— Start of PASSAGE GIVEN —

Definitions of all Exceptions raised by paperfetcher.

exception paperfetcher.exceptions.ContentNegotiationError

Bases: Exception

Exception raised when content negotiation fails.

exception paperfetcher.exceptions.DatasetError

Bases: Exception

Exception raised when an incorrect operation is performed on a dataset.

exception paperfetcher.exceptions.QueryError

Bases: Exception

Exception raised when query fails.

exception paperfetcher.exceptions.RISParsingError

Bases: Exception

Exception raised when RIS parsing fails.

exception paperfetcher.exceptions.SearchError

Bases: Exception

Exception raised when search fails.

paperfetcher.handsearch module

Classes to fetch all journal works (articles) matching a set of keywords and within a given date range by querying various APIs.

class paperfetcher.handsearch.CrossrefSearch(ISSN='', type='journal-article', keyword_list=None, from_date=None, until_date=None, batch_size=20, sort_order='desc')

Bases: object

Retrieves all works from a journal, given its ISSN, which match a set of keywords and are within a date range.

— End of PASSAGE GIVEN —

- _EXERCISES TO COMPLETE_:
a. Print the part of the paperfetcher documentation that opens with the words containing "Exception raised when content" and closes with "on a dataset.".
b. Render this sentence from the paperfetcher documentation in Spanish: "Retrieves all works from a journal, given its ISSN, which match a set of keywords and are within a date range."
c. Using the paperfetcher documentation, answer these:
(i) Which exception is raised when RIS parsing fails?
(ii) What is the default value of batch_size in CrossrefSearch?
(iii) What is the default sort_order in CrossrefSearch?

— Start of DATA ENTRIES —

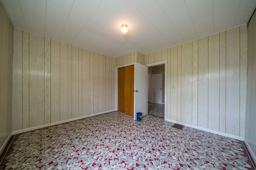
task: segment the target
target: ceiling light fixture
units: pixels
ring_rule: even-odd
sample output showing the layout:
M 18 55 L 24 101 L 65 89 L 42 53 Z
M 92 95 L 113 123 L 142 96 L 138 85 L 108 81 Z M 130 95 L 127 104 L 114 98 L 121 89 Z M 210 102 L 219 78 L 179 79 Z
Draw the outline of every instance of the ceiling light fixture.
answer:
M 121 32 L 123 34 L 125 34 L 128 32 L 128 28 L 127 28 L 127 25 L 124 24 L 122 24 L 121 28 Z

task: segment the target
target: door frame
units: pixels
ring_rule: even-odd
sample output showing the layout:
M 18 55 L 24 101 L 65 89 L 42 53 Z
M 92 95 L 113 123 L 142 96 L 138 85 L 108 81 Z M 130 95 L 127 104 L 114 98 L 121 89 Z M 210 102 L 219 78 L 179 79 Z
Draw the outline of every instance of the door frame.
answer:
M 167 61 L 164 61 L 159 62 L 158 63 L 153 63 L 152 64 L 149 64 L 146 65 L 147 67 L 148 67 L 148 67 L 150 67 L 152 66 L 156 66 L 159 65 L 162 65 L 163 64 L 164 65 L 164 120 L 167 121 L 167 118 L 166 118 L 166 109 L 167 108 L 166 104 L 166 97 L 167 96 Z M 164 77 L 163 77 L 164 78 Z M 147 90 L 148 91 L 148 87 Z M 148 95 L 147 96 L 147 99 L 148 98 Z M 148 103 L 147 103 L 147 109 L 148 109 Z
M 116 67 L 116 111 L 118 110 L 118 69 L 119 68 L 123 67 L 129 65 L 134 65 L 135 63 L 132 63 L 124 65 L 120 65 Z

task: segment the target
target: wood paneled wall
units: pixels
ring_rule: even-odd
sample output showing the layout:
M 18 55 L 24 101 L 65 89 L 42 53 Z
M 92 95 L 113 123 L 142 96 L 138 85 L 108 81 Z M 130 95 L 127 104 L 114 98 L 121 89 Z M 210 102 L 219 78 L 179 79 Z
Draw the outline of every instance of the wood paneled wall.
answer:
M 0 154 L 12 132 L 13 26 L 0 2 Z M 7 143 L 5 143 L 6 144 Z
M 146 55 L 145 65 L 167 61 L 168 119 L 244 137 L 247 28 Z
M 245 140 L 256 161 L 256 13 L 248 24 L 248 62 Z M 252 154 L 252 152 L 253 154 Z
M 115 109 L 116 59 L 14 30 L 12 131 Z
M 145 55 L 138 51 L 134 51 L 117 58 L 116 62 L 117 66 L 134 62 L 145 64 Z

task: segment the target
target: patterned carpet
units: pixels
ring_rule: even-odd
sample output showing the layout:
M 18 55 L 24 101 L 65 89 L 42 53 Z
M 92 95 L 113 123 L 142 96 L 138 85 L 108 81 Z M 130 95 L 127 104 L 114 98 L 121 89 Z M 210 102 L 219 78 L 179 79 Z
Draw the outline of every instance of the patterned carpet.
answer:
M 150 102 L 148 103 L 148 114 L 164 118 L 164 105 Z
M 254 169 L 240 141 L 113 112 L 16 135 L 0 169 Z

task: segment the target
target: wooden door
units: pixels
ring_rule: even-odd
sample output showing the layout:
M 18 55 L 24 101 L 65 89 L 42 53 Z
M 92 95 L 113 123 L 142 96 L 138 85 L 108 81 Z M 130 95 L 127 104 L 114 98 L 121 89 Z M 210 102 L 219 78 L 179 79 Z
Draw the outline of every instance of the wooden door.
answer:
M 134 65 L 118 69 L 118 110 L 134 115 Z

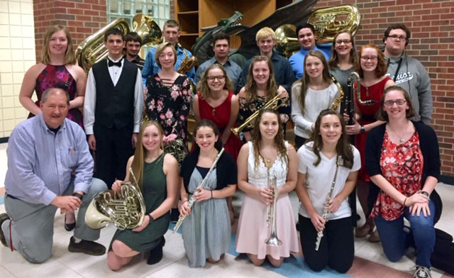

— End of DATA ENTRIES —

- _TASK SOLUTIONS_:
a.
Exception raised when content negotiation fails.

exception paperfetcher.exceptions.DatasetError

Bases: Exception

Exception raised when an incorrect operation is performed on a dataset.

b. Recupera todas las obras de una revista, dado su ISSN, que coinciden con un conjunto de palabras clave y están dentro de un rango de fechas.

c.
(i) paperfetcher.exceptions.RISParsingError
(ii) 20
(iii) 'desc'